→ RECORDED DATA
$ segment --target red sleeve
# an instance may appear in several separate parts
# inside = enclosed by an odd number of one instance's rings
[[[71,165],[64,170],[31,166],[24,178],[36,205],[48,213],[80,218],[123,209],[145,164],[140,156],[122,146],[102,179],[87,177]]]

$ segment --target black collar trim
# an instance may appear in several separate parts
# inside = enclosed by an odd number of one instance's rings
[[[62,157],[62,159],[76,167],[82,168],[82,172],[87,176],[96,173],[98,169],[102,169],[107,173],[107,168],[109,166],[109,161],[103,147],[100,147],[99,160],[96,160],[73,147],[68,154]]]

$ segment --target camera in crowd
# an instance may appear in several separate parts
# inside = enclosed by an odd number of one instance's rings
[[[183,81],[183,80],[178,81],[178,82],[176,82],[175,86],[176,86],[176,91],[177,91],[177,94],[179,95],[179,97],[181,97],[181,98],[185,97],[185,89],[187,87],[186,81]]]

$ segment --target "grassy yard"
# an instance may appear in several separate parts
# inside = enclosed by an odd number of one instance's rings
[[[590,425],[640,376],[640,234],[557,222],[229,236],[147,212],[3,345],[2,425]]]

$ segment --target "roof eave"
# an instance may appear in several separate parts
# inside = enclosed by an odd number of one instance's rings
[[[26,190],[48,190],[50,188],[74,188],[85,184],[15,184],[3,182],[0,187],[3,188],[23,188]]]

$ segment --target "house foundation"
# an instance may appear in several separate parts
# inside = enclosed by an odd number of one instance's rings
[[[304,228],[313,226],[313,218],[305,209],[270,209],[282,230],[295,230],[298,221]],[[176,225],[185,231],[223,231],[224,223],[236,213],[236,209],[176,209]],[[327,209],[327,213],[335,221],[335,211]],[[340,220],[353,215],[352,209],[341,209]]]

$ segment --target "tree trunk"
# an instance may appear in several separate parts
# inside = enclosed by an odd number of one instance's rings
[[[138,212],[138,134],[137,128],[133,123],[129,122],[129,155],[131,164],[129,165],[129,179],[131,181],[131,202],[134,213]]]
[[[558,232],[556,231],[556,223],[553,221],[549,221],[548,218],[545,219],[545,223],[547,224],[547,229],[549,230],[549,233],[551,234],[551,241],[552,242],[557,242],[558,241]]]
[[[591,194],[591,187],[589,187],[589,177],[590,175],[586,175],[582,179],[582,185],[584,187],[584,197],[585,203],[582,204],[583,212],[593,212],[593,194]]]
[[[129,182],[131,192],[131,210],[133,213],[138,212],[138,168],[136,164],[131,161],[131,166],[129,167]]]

→ EXERCISE GOAL
The lines above that include "segment" should each be listed.

→ ANSWER SECTION
$ segment --target red sleeve
$ segment --target black collar trim
$ segment --target camera in crowd
$ segment --target "grassy yard"
$ segment --target "roof eave"
$ segment --target "house foundation"
$ segment --target "tree trunk"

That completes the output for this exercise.